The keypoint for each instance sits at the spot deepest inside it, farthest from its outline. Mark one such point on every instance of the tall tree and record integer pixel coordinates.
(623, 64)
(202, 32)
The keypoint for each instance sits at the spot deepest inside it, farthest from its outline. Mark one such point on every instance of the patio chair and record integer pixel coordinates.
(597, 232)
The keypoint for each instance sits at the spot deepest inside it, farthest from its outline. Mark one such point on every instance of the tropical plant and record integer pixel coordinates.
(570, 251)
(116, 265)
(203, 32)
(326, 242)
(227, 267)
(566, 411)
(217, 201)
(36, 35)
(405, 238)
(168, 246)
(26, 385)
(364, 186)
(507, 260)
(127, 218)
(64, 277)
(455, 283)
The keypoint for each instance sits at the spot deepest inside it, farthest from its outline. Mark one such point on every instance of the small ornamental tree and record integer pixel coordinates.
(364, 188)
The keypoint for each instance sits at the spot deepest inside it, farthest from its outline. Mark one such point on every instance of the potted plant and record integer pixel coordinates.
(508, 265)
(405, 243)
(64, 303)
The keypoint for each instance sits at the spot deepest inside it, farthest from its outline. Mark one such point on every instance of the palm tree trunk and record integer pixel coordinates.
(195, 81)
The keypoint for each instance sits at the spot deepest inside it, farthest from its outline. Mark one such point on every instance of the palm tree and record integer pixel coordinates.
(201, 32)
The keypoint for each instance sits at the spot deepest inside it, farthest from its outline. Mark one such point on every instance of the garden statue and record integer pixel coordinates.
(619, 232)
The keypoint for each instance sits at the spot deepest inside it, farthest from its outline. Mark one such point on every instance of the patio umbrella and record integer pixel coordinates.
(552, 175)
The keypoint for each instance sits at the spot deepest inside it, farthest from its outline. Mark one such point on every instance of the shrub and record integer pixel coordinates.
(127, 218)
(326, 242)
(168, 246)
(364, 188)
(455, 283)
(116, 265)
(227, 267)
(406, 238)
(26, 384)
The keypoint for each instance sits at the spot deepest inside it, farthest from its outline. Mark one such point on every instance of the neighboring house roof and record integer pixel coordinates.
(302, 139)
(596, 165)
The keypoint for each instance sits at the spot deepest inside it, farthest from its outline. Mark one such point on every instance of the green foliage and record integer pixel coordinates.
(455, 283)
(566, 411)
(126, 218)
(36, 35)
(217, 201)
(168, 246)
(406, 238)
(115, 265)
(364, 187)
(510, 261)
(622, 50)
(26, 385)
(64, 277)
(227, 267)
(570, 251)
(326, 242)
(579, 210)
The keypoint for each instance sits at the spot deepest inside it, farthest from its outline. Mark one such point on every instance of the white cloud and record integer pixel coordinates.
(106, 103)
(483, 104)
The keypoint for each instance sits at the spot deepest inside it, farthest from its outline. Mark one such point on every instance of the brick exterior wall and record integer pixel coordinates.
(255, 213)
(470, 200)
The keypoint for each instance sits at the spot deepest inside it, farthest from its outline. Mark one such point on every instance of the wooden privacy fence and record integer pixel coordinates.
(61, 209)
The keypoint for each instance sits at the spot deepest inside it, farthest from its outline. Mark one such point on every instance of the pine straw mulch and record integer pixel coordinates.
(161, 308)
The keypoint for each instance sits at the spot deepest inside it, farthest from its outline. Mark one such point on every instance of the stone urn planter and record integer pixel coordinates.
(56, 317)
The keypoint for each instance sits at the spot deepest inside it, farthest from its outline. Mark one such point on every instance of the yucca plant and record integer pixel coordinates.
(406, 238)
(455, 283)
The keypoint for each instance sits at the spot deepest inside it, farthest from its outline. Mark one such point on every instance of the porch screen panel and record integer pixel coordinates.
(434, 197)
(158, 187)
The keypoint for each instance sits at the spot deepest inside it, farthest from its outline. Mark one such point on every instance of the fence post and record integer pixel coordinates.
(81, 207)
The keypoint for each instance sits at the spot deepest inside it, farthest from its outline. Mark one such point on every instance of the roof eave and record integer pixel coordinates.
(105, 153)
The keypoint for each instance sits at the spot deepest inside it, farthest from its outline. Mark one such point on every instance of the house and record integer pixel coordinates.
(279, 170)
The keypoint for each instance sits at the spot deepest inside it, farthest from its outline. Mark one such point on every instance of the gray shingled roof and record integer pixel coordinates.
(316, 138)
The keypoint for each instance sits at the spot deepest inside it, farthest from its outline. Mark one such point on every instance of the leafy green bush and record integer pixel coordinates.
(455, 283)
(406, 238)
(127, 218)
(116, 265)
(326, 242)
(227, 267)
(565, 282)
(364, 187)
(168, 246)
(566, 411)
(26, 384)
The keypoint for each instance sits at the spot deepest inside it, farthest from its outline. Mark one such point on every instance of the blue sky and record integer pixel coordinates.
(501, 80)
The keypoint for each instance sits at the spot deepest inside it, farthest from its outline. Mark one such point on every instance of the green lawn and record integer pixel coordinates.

§ Your task:
Reproduce exactly the line that holds "bush and record integer pixel coordinates.", then every line after it, ending with the final line of the records above.

§ Solution for this task:
The keypoint for each instance sits at the spot deepest inside it, farthest from its outline. Mark one such point on every instance of the leafy green bush and record integer pixel coordinates.
(455, 283)
(406, 238)
(127, 218)
(116, 265)
(326, 242)
(227, 267)
(565, 282)
(364, 187)
(168, 246)
(566, 411)
(26, 384)
The keypoint for each instance sits at the spot deepest inside it, farthest from its outline. Mark one such point on every instance of the blue sky and record integer pixel coordinates.
(501, 80)
The keypoint for each instance sits at the spot deepest inside it, farthest from its outline. Mark one such point on every instance of the green lawn and record integer pixel coordinates.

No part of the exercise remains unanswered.